↓

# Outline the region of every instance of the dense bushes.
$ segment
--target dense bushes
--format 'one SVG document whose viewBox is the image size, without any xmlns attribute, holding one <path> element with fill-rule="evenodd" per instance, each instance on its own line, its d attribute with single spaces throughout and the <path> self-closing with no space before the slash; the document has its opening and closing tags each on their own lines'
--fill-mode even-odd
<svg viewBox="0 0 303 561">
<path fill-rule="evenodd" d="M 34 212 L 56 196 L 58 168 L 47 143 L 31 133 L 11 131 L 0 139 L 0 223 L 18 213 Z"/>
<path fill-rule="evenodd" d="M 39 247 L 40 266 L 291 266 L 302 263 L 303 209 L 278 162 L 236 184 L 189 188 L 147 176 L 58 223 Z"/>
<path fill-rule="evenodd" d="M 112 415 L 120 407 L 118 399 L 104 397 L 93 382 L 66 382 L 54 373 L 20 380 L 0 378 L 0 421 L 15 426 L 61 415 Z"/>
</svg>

↑

▶ _Task description_
Rescale the data above: write out all its lines again, requests included, with every number in the answers (the viewBox dimensions and the path coordinates) multiplied by 0.9 and rounded to a whole number, halves rounding up.

▶ _Task result_
# Outline the region of every instance of the dense bushes.
$ segment
--target dense bushes
--format 'one SVG document whose viewBox is the image size, without any xmlns attribute, holding one <path> element with fill-rule="evenodd" per instance, each instance on its own line, its d attribute with single spaces throughout and the <path> self-closing with no space before the slash; the document has its opening and closing tags each on their own lines'
--fill-mode even-odd
<svg viewBox="0 0 273 505">
<path fill-rule="evenodd" d="M 31 191 L 50 176 L 52 151 L 42 129 L 28 120 L 10 118 L 0 125 L 0 201 L 16 192 Z"/>
<path fill-rule="evenodd" d="M 35 222 L 36 239 L 262 239 L 272 237 L 273 188 L 250 146 L 212 166 L 170 169 L 132 158 L 52 201 Z"/>
<path fill-rule="evenodd" d="M 101 374 L 108 366 L 106 359 L 94 357 L 84 344 L 59 344 L 49 336 L 18 342 L 0 340 L 0 379 L 14 383 L 55 374 Z"/>
</svg>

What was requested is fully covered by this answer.